▶ _Brief 1_
According to the Upper Columbia Spring Chinook article below, in what year were the fish listed under the Endangered Species Act?
▶ _Brief 2_
Rewrite the paragraph beginning "The fish were listed" from the Upper Columbia Spring Chinook article below in fewer words, keeping its main facts.
▶ _Brief 3_
Extend the article on Upper Columbia Spring Chinook below, starting after its last sentence.
━━━ Given text
Modelling Shows Upper Columbia Spring Chinook Remain Among Most “At-Risk”

Photo: Upper Columbia Salmon Recovery Board.

Less than 1 percent of the juvenile wild Upper Columbia Spring Chinook that migrate down the Columbia River to the ocean past seven to nine dams return to three upper Columbia tributaries in north central Washington to spawn. This helps explain why the species continues to be listed as endangered, a fish biologist who has studied the species extensively reported to the Council’s Fish and Wildlife Committee at its October meeting.

The fish were listed under the Endangered Species Act in 1998, and a recovery plan was developed and implemented. But while the recovery plan has made good progress protecting the fish and improving their spawning habitat in the Methow, Entiat, and Wenatchee rivers, “on the scale of at-risk, these are among the most at-risk populations we have in the Columbia River Basin,” said Dan Rawding, Columbia River Salmon Recovery Coordinator for the Washington Department of Fish and Wildlife.
━━━━━━
━━━ Data section
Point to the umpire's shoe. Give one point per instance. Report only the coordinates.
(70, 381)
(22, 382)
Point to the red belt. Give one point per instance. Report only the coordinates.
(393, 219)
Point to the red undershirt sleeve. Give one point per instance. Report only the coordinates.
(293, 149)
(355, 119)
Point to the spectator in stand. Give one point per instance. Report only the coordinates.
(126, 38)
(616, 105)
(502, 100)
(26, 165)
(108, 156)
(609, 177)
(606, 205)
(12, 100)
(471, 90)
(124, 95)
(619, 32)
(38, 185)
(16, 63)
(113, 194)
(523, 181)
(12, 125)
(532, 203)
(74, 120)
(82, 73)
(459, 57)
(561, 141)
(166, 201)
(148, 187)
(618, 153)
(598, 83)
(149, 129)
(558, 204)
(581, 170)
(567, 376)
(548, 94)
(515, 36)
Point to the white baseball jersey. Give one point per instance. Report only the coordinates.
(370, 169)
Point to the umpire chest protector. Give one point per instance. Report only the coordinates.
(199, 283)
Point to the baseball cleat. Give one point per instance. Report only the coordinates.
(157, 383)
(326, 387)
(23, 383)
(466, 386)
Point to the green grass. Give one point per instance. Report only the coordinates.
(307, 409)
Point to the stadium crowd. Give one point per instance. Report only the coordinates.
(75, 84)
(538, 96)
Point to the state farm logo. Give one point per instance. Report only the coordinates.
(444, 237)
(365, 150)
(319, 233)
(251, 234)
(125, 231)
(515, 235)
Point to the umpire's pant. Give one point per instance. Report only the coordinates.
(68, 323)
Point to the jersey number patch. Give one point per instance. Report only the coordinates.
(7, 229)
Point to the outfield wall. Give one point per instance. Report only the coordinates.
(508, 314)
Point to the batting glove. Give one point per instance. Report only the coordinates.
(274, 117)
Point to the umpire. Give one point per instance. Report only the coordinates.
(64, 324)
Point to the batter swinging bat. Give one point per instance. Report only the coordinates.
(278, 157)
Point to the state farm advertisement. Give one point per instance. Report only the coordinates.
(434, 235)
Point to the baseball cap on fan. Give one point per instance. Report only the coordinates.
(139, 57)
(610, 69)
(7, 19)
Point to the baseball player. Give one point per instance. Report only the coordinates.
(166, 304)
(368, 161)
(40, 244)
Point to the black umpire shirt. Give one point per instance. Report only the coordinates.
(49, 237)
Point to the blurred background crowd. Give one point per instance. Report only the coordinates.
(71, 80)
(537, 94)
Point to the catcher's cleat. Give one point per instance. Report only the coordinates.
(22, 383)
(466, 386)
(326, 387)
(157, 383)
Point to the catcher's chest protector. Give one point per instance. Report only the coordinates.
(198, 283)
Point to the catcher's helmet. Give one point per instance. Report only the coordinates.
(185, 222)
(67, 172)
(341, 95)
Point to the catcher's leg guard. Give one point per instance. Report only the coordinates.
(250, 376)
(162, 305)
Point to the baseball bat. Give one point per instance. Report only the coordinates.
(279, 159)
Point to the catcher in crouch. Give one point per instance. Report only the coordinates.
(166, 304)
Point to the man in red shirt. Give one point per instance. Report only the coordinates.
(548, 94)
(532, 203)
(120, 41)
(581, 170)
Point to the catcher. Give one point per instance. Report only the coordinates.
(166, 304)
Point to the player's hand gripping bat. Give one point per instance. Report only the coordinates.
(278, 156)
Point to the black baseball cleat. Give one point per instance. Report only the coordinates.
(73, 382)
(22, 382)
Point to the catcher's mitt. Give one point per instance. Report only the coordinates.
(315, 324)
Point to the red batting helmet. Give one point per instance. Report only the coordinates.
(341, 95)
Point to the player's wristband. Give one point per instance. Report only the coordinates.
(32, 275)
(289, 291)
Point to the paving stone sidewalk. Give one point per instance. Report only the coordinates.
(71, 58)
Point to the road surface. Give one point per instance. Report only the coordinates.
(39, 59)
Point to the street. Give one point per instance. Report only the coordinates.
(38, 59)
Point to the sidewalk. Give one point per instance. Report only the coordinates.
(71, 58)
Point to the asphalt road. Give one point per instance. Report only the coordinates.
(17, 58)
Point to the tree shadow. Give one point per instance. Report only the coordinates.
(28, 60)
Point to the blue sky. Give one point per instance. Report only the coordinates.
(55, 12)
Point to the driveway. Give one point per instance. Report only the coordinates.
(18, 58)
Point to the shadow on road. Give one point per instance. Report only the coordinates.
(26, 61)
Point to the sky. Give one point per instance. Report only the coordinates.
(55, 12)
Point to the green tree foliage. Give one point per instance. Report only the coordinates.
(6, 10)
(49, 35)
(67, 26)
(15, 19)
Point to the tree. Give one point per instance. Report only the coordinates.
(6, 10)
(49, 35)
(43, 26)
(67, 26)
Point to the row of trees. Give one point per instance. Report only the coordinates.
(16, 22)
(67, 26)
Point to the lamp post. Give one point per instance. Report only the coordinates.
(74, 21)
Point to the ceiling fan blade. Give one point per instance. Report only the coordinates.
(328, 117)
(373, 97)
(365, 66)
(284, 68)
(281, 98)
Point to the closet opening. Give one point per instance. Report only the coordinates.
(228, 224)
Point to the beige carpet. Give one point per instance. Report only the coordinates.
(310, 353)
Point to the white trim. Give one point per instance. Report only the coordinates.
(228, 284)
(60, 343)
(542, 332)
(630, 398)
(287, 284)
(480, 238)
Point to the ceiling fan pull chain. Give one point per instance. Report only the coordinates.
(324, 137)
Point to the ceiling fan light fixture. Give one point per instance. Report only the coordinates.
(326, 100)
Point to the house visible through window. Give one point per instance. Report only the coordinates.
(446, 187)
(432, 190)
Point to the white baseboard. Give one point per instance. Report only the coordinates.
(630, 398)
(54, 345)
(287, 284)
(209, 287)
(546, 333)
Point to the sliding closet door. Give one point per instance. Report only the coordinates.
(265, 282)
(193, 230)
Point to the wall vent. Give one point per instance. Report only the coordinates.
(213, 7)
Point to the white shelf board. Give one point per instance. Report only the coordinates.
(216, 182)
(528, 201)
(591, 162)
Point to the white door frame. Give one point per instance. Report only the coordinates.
━━━━━━
▶ _Output 1_
1998

▶ _Output 2_
Listed under the Endangered Species Act in 1998, the fish have a recovery plan that has made good progress protecting them and improving their spawning habitat in the Methow, Entiat, and Wenatchee rivers. Even so, Dan Rawding, Columbia River Salmon Recovery Coordinator for the Washington Department of Fish and Wildlife, said they are among the most at-risk populations in the Columbia River Basin.

▶ _Output 3_
In 2017, the Council’s Independent Scientific Advisory Board reviewed the status of recovery efforts and research of Upper Columbia Spring Chinook and recommended, among other things, additional life-cycle modeling to identify things that were limiting recovery and to assist with restoration planning. In response, a multistate model was developed to estimate reach-specific survival using the extensive Columbia River Passive Integrated Transponder (PIT) tag detection network at dams and in tributaries where the fish spawn. Juvenile spring Chinook were PIT-tagged at fish traps on the Methow, Entitat, and Wenatchee Rivers from 2009 to 2013 and their movements recorded.

Rawding, who conducted the modeling, said a total of 93,000 PIT tags were inserted in Upper Columbia Spring Chinook smolts, including 8,000 tags in Methow River Fish, 23,000 in fish in the Entiat, and 62,000 in the Wenatchee. The difference in the number of tags represents the number of fish in the rivers and the comparative difficulty in capturing juvenile fish to tag – most difficult in the Methow, easiest in the Wenatchee. The tags are detected as the fish migrate downstream from the tributaries and at dams, and again as they return as adults.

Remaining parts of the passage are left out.